▸ Problem requirements: Please repeat the lines from the one containing "Query: white face paint" up to and including the one containing "M43 60L49 66L59", switching "face paint" to "makeup" and leaving everything else unchanged.

* BEGIN Records provided *

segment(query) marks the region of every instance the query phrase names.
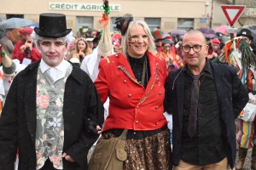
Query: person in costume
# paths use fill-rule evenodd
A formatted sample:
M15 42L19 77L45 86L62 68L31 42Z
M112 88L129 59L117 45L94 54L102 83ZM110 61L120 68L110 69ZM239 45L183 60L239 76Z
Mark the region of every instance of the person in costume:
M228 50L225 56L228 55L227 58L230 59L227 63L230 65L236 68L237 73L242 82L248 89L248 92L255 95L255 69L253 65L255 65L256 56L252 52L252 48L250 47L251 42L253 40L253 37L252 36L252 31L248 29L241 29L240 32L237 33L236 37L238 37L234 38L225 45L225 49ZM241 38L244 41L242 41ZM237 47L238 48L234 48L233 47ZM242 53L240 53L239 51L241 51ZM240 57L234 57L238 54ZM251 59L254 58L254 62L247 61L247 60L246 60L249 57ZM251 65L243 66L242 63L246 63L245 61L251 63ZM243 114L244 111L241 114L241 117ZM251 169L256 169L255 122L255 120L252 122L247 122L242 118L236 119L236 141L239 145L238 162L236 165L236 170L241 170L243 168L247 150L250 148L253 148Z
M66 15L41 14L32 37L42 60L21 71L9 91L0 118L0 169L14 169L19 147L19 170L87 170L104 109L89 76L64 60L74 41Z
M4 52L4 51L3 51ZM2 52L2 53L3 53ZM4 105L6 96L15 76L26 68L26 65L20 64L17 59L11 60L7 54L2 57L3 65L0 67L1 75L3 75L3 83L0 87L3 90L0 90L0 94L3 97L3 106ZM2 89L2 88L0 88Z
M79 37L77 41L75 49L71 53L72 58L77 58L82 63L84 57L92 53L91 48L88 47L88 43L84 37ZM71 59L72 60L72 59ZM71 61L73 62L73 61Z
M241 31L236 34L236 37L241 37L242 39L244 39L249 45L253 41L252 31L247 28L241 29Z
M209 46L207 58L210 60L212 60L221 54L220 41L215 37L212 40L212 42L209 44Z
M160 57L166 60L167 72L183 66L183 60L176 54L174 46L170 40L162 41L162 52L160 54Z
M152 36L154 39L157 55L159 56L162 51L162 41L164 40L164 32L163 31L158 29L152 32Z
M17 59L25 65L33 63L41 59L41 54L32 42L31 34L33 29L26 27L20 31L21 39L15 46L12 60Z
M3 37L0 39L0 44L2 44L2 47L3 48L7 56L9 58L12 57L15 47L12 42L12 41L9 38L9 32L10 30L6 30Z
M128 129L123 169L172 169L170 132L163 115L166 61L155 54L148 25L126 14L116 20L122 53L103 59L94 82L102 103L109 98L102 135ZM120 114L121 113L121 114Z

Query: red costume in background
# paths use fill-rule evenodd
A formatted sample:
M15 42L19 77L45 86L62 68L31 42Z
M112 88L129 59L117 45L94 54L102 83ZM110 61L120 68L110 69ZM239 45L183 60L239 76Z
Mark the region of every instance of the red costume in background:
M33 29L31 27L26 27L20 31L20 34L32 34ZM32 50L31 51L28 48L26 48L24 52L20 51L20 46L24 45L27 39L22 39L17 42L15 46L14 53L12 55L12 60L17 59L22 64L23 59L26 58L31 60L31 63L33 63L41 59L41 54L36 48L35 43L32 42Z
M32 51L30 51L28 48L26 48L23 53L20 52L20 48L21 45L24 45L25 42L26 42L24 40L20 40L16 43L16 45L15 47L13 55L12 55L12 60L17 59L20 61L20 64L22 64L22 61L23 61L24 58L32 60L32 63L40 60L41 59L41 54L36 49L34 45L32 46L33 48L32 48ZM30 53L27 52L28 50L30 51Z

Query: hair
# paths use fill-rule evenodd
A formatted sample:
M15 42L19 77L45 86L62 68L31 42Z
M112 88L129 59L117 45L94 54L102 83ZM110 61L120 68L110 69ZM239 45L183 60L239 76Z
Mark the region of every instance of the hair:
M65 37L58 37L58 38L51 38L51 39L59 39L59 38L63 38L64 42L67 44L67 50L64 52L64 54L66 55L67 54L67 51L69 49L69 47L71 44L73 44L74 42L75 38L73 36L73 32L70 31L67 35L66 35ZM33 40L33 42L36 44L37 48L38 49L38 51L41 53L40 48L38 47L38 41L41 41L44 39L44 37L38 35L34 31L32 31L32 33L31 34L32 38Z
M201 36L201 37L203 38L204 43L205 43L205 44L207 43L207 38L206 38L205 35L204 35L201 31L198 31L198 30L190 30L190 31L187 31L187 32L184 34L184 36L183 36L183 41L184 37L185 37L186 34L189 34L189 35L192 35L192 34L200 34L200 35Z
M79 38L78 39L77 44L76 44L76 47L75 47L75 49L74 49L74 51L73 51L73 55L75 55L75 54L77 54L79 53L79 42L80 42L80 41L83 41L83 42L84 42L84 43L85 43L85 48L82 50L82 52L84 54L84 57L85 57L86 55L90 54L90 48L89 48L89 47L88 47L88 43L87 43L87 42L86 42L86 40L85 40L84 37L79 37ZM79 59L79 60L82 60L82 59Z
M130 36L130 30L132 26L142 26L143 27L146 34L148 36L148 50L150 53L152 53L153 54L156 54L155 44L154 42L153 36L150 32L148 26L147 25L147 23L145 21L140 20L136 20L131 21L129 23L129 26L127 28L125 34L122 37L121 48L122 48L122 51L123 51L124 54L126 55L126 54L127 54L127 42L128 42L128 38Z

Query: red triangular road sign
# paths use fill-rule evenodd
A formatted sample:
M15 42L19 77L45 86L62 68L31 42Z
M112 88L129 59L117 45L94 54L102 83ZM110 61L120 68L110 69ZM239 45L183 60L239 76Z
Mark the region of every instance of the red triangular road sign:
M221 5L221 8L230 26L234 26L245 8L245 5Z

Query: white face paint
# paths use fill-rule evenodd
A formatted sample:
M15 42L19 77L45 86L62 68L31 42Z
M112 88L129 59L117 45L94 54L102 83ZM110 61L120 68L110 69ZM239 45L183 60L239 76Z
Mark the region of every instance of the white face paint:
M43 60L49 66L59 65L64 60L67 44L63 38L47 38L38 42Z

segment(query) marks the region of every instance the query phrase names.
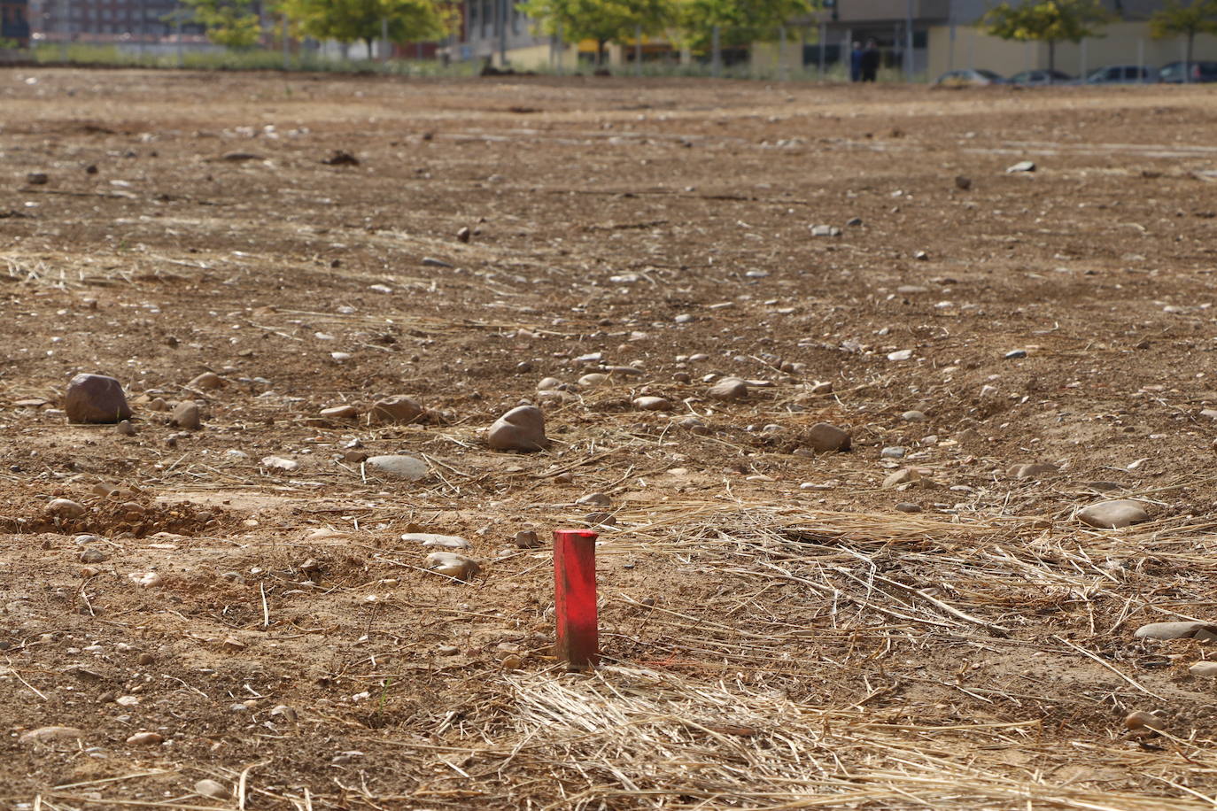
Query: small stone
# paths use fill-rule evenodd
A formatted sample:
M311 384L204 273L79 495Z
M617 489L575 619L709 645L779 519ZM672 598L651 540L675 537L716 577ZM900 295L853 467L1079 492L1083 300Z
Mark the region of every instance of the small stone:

* END Records provided *

▸ Task solution:
Query: white makeup
# paths use fill-rule evenodd
A formatted sample:
M15 42L19 77L45 86L62 68L31 42Z
M112 88L129 59L117 45L94 54L102 83ZM110 61L120 68L110 69ZM239 45L183 60L239 76Z
Mark the region of every instance of the white makeup:
M43 60L49 66L59 65L64 60L67 44L63 38L47 38L38 42Z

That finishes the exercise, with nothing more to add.